(Point labeling data based on photos)
───

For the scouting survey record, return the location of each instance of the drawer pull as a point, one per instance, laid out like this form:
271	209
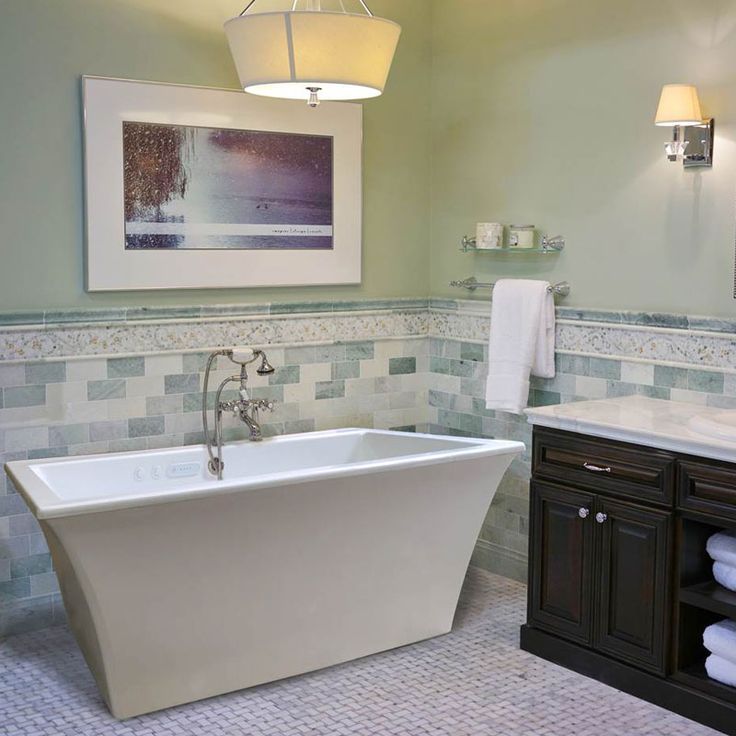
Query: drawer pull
596	468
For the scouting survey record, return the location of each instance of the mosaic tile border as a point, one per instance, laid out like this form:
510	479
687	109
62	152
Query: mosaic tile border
146	338
672	346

───

■ AIM
Retype every line of the listing above without changing anything, and leave out the pictures.

■ ANSWER
For the scouting survey record, return the location of each instance of the drawer pull as a point, one per instance, laid out like this form:
271	209
Query: drawer pull
596	468
For the scouting survey record, return the location of each instance of the mosaic tile border as a point, one per instance, laid out like this form:
510	479
687	109
62	152
Query: mosaic tile border
146	338
672	346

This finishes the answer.